Enhancement-Coded-Speech

Please find here the scripts referring to the paper Convolutional Neural Networks to Enhance Coded Speech. In this repository we provide the cepstral domain approach with the framework structure III.

The code was written by Ziyue Zhao and Huijun Liu.

LATEST

Some Python code is updated to match the TensorFlow 2 (the original code was written for TensorFlow 1). See Prerequisites for detailed information about how to start.

Introduction

An approach based on a convolutional neural network (CNN) is proposed to enhance coded (i.e., encoded and decoded) speech by utilizing cepstral domain features. The quality of coded speech can be enhanced and thus achieves improved quality without modifing the codec (i.e., encoder and decoder) itself.

Prerequisites and Installation

Nvidia GPU with CUDA and CuDNN (the code is tested with CUDA version 11.4)
Install Anaconda
Start Anaconda Prompt
Create a new environment and activate: conda create -n tf-gpu-new python=3.8.5, conda activate tf-gpu-new
Install TensorFlow-GPU and Scipy:pip install -r tensorflow-gpu==2.4.1, pip install -r scipy
Install Matlab (the code is tested with MATLAB 2016 and later)

* **Stated goal 1**:
Answer these from the README:
(a) Who wrote the code?
(b) Which CUDA version was the code tested with?
(c) Which TensorFlow version was the original code written for?
* **Stated goal 2**: Please rewrite the README paragraph beginning "An approach based on a convolutional neural network" in one shorter sentence, keeping its main facts.
* **Stated goal 3**: Return the README text starting with "The code was" and going on through "how to start.".
The listing after the README isn't needed for any of this.

* **Source excerpt**:

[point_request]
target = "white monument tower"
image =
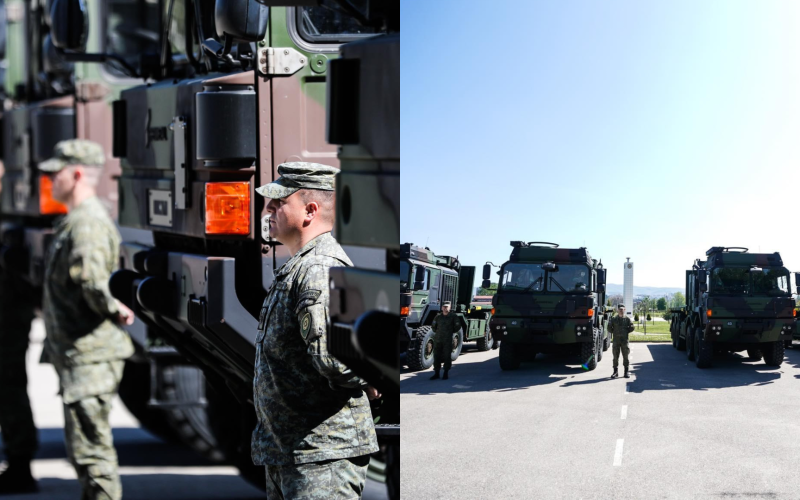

* **Exercise result 1**:
(a) Ziyue Zhao and Huijun Liu
(b) CUDA version 11.4
(c) TensorFlow 1

* **Exercise result 2**: A convolutional neural network (CNN) approach that uses cepstral domain features is proposed to enhance coded (encoded and decoded) speech and improve its quality without changing the codec (encoder and decoder) itself.

* **Exercise result 3**:
The code was written by Ziyue Zhao and Huijun Liu.

LATEST

Some Python code is updated to match the TensorFlow 2 (the original code was written for TensorFlow 1). See Prerequisites for detailed information about how to start.